LISTING
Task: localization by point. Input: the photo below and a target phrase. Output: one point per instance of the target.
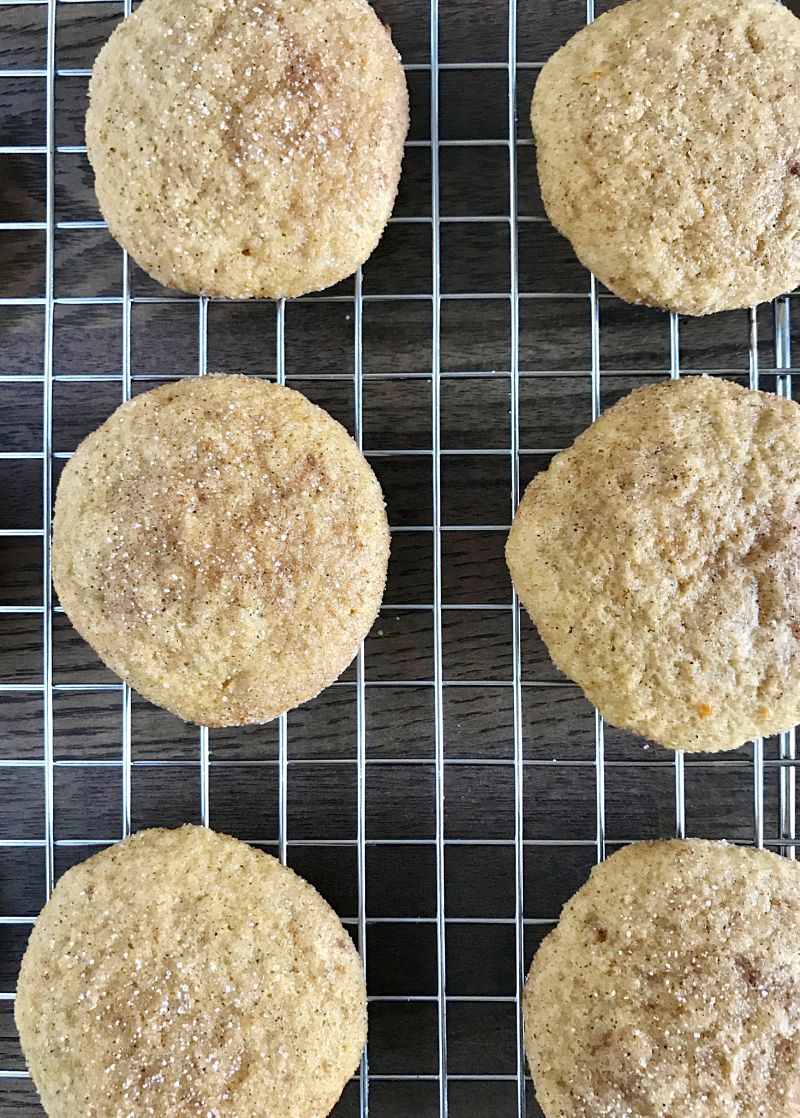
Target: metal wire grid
(782, 370)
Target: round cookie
(183, 973)
(670, 988)
(246, 149)
(222, 545)
(659, 557)
(669, 154)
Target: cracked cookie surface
(670, 988)
(669, 154)
(659, 557)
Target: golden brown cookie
(183, 973)
(248, 149)
(669, 152)
(670, 988)
(659, 557)
(222, 545)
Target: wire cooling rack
(453, 789)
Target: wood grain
(475, 356)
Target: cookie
(222, 545)
(669, 153)
(246, 149)
(183, 973)
(670, 988)
(659, 557)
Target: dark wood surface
(475, 357)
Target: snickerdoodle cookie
(183, 973)
(222, 545)
(248, 149)
(669, 151)
(659, 557)
(670, 988)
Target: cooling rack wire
(451, 1041)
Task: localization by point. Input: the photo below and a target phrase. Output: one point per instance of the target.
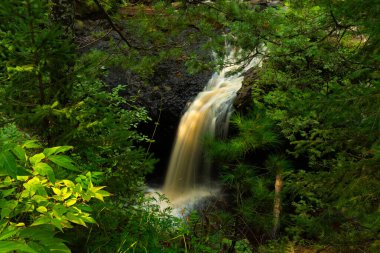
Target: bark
(277, 204)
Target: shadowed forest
(92, 92)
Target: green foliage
(35, 201)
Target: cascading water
(188, 177)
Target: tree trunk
(277, 204)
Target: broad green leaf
(59, 210)
(57, 224)
(36, 158)
(10, 246)
(56, 191)
(56, 150)
(20, 153)
(41, 209)
(41, 220)
(75, 219)
(88, 219)
(31, 144)
(8, 164)
(63, 161)
(68, 183)
(8, 232)
(44, 169)
(7, 192)
(71, 202)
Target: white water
(188, 177)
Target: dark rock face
(243, 99)
(165, 96)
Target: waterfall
(207, 115)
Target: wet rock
(244, 99)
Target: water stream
(188, 178)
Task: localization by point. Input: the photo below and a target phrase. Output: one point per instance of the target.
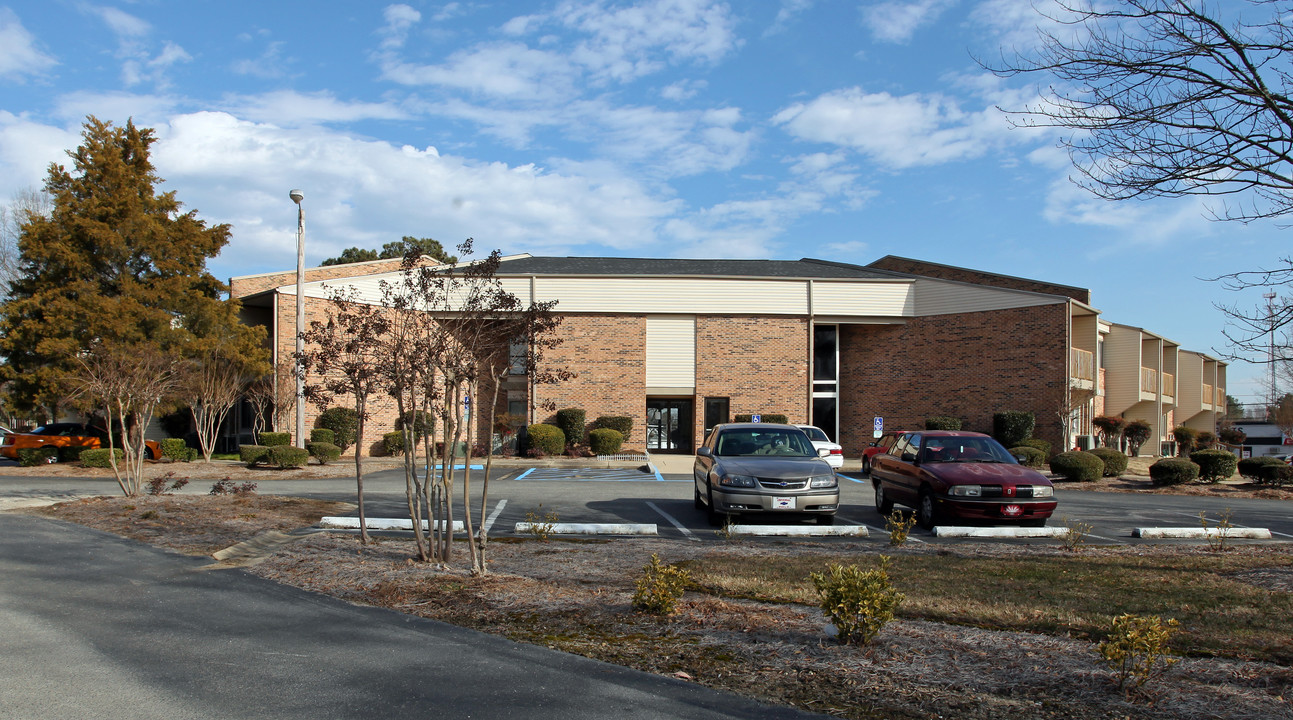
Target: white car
(835, 454)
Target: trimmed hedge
(1214, 465)
(1077, 465)
(323, 451)
(98, 458)
(1032, 458)
(547, 438)
(1173, 471)
(1115, 460)
(322, 434)
(1250, 468)
(1013, 427)
(254, 454)
(273, 440)
(288, 456)
(605, 441)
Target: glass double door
(669, 425)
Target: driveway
(96, 626)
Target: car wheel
(883, 504)
(926, 515)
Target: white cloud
(18, 53)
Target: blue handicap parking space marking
(592, 475)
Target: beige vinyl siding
(671, 352)
(940, 297)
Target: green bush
(323, 434)
(1032, 458)
(605, 441)
(254, 454)
(1278, 476)
(287, 456)
(1173, 471)
(1214, 465)
(622, 424)
(660, 587)
(272, 440)
(1013, 427)
(1044, 445)
(98, 458)
(1077, 465)
(1115, 460)
(32, 456)
(323, 451)
(1250, 468)
(547, 438)
(857, 601)
(343, 422)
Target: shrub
(1214, 465)
(1250, 468)
(322, 434)
(1077, 465)
(1115, 460)
(273, 440)
(1134, 648)
(1278, 476)
(1185, 438)
(343, 422)
(622, 424)
(660, 587)
(857, 601)
(547, 438)
(1031, 456)
(605, 441)
(1044, 445)
(1137, 433)
(1013, 427)
(254, 454)
(288, 456)
(32, 456)
(1173, 471)
(97, 456)
(570, 420)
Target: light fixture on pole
(300, 313)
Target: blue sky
(670, 128)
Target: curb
(1245, 533)
(965, 531)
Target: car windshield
(791, 444)
(963, 450)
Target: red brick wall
(967, 366)
(966, 275)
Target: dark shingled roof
(806, 268)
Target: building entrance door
(669, 425)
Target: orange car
(65, 434)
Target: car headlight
(737, 481)
(822, 481)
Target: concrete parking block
(966, 531)
(587, 528)
(802, 530)
(1241, 533)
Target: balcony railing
(1081, 363)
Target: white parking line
(674, 522)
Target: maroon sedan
(956, 475)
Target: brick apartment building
(680, 345)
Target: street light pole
(300, 313)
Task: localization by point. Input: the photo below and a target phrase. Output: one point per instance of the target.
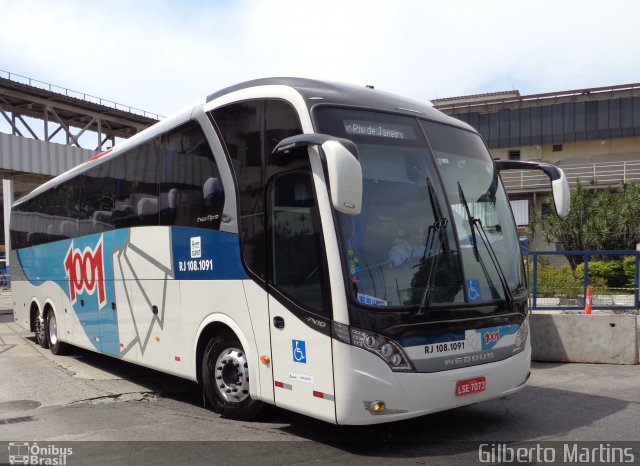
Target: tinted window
(297, 258)
(191, 191)
(135, 200)
(250, 130)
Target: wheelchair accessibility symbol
(473, 290)
(299, 351)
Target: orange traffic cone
(587, 301)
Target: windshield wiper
(476, 223)
(436, 231)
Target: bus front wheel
(40, 332)
(51, 330)
(225, 377)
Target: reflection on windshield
(464, 162)
(391, 256)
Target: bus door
(299, 299)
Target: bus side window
(297, 263)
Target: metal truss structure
(65, 112)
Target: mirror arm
(550, 170)
(303, 140)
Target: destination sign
(377, 129)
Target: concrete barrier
(576, 337)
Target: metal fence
(557, 284)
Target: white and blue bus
(331, 249)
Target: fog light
(377, 407)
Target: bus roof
(315, 92)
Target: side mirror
(559, 184)
(343, 168)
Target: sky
(161, 56)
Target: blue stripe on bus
(217, 256)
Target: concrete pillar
(7, 193)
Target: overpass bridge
(46, 129)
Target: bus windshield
(435, 226)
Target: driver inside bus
(403, 248)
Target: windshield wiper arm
(436, 230)
(472, 220)
(475, 223)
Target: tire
(51, 330)
(41, 336)
(225, 379)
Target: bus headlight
(521, 336)
(388, 350)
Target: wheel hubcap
(232, 375)
(53, 330)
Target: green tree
(600, 218)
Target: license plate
(469, 386)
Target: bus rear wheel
(40, 333)
(225, 378)
(51, 329)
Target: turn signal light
(377, 407)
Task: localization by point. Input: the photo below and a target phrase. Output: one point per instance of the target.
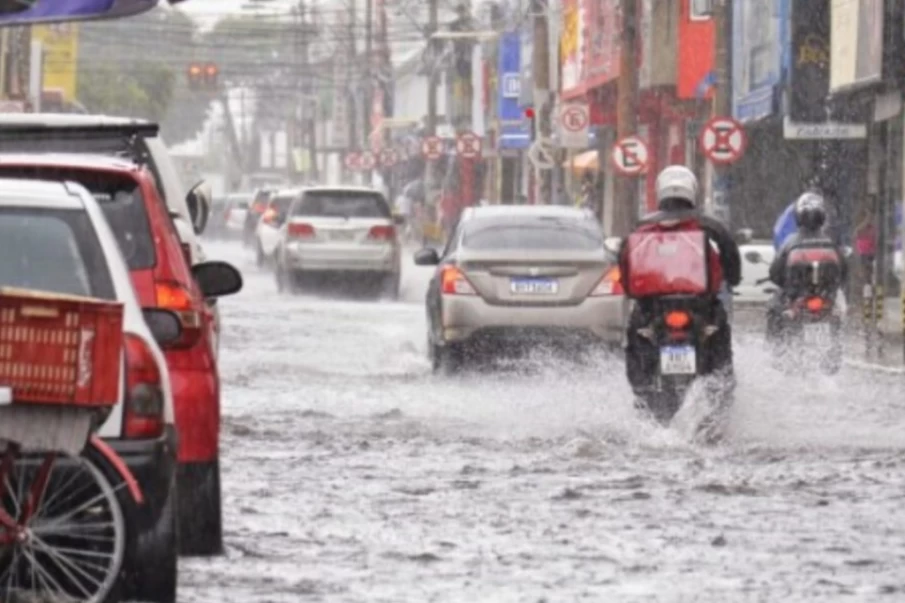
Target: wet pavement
(353, 474)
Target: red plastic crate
(58, 349)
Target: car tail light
(677, 320)
(382, 233)
(814, 304)
(301, 231)
(610, 284)
(144, 407)
(178, 299)
(453, 282)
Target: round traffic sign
(468, 145)
(574, 118)
(368, 161)
(432, 147)
(352, 161)
(629, 156)
(723, 140)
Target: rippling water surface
(353, 474)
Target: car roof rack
(123, 140)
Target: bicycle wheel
(62, 530)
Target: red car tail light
(301, 231)
(382, 233)
(453, 282)
(144, 407)
(610, 284)
(677, 320)
(178, 299)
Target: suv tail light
(609, 284)
(301, 231)
(144, 407)
(453, 282)
(175, 297)
(382, 233)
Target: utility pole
(625, 208)
(430, 124)
(368, 81)
(542, 110)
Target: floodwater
(351, 473)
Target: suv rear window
(342, 204)
(119, 197)
(553, 234)
(53, 250)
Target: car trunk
(524, 277)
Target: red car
(162, 278)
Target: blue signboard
(514, 128)
(48, 11)
(759, 34)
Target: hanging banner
(49, 11)
(515, 131)
(857, 43)
(809, 60)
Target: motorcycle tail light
(677, 319)
(814, 304)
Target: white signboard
(823, 131)
(574, 120)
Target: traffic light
(203, 76)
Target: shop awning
(50, 11)
(583, 162)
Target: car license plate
(678, 360)
(534, 286)
(816, 334)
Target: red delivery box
(667, 263)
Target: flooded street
(351, 473)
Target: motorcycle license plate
(678, 360)
(816, 334)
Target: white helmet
(678, 186)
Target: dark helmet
(677, 188)
(810, 211)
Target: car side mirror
(165, 326)
(427, 257)
(216, 279)
(198, 201)
(754, 257)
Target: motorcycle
(810, 326)
(680, 330)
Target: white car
(339, 231)
(55, 238)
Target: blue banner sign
(514, 128)
(50, 11)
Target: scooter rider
(677, 192)
(810, 217)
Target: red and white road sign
(352, 161)
(368, 161)
(630, 156)
(432, 147)
(723, 140)
(468, 145)
(389, 157)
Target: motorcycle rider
(810, 217)
(677, 192)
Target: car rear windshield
(119, 196)
(549, 234)
(342, 204)
(53, 250)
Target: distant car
(163, 278)
(267, 235)
(512, 275)
(339, 232)
(59, 241)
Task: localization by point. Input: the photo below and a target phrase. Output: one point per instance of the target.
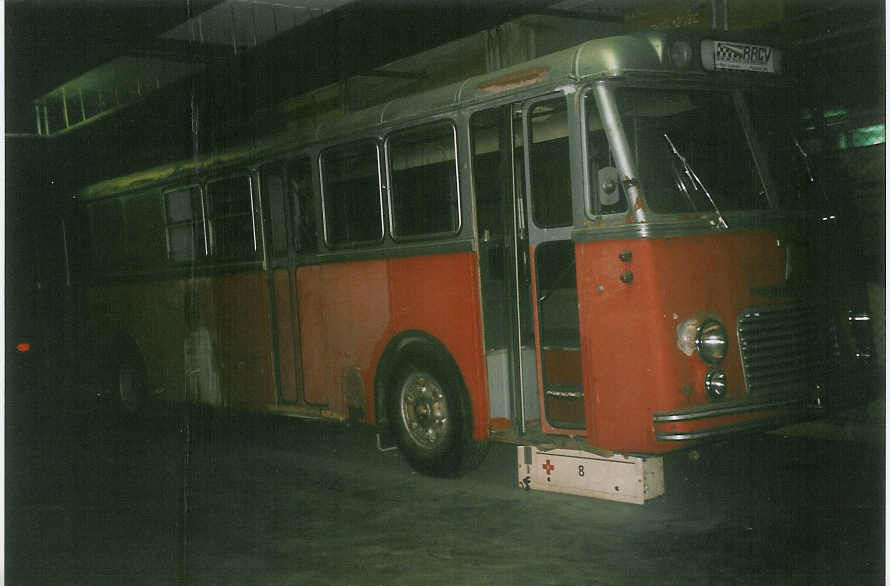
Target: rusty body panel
(632, 365)
(241, 330)
(351, 310)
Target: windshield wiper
(696, 182)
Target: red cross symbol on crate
(548, 467)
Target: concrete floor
(262, 500)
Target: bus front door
(497, 147)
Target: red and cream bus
(595, 244)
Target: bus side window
(423, 181)
(351, 194)
(272, 185)
(185, 224)
(551, 188)
(230, 219)
(107, 231)
(605, 192)
(302, 202)
(145, 229)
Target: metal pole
(83, 110)
(614, 128)
(65, 106)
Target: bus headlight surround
(715, 384)
(712, 341)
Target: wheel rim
(424, 410)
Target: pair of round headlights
(712, 343)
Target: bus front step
(627, 479)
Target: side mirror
(607, 186)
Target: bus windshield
(688, 145)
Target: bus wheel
(430, 420)
(131, 388)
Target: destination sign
(722, 55)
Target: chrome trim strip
(724, 429)
(709, 411)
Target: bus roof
(598, 58)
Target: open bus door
(526, 258)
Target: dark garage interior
(110, 483)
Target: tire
(430, 415)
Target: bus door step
(627, 479)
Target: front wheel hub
(424, 410)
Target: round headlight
(715, 384)
(711, 341)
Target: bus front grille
(781, 350)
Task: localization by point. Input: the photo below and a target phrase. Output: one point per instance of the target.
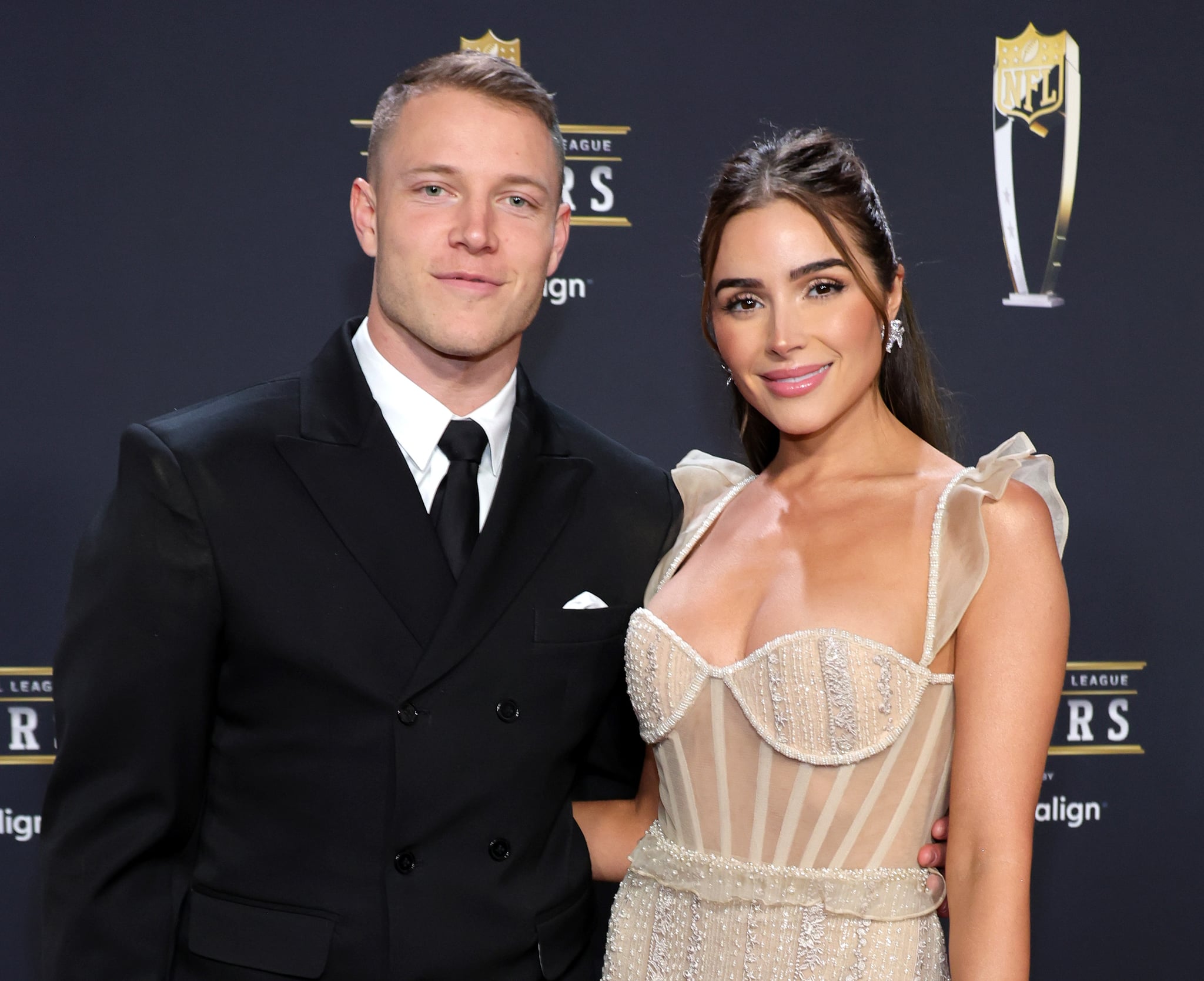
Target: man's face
(465, 221)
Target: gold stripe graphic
(600, 221)
(1107, 692)
(590, 131)
(1122, 750)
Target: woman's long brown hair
(821, 174)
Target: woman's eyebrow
(806, 271)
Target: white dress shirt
(417, 421)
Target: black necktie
(457, 505)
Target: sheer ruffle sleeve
(704, 481)
(960, 550)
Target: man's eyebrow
(525, 179)
(452, 172)
(434, 169)
(807, 271)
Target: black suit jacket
(290, 744)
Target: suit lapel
(536, 495)
(353, 469)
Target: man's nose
(474, 227)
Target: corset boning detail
(821, 751)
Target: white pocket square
(584, 602)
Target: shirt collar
(417, 419)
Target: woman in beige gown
(801, 649)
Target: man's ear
(559, 236)
(364, 215)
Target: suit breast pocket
(554, 626)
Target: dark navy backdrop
(173, 217)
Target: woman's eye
(825, 288)
(742, 303)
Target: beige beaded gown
(798, 785)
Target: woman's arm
(1011, 663)
(612, 828)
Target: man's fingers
(932, 856)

WHAT TO PRODUCE
Copy each line exactly, from the line containing "Target: woman's long brown hair" down to the last line of the material, and no other lines.

EXERCISE RESPONSE
Target: woman's long brown hair
(821, 174)
Target: woman's eyebrow
(806, 271)
Target: white dress shirt
(417, 421)
Target: black necktie
(457, 505)
Target: sheer ruffle sleeve
(704, 481)
(960, 550)
Target: man's eyebrow
(525, 179)
(452, 172)
(434, 169)
(807, 271)
Target: black suit jacket
(290, 744)
Target: suit lapel
(536, 495)
(353, 469)
Target: man's nose
(474, 227)
Target: corset boning detail
(821, 751)
Target: white pocket square
(584, 602)
Target: shirt collar
(417, 419)
Target: woman in beige gown
(801, 649)
Target: man's ear
(559, 236)
(364, 215)
Target: suit breast pocket
(554, 626)
Target: dark navy backdrop
(173, 217)
Target: woman's eye
(825, 288)
(742, 303)
Target: beige beaded gown
(798, 785)
Target: woman's arm
(1011, 663)
(612, 828)
Target: man's fingers
(932, 856)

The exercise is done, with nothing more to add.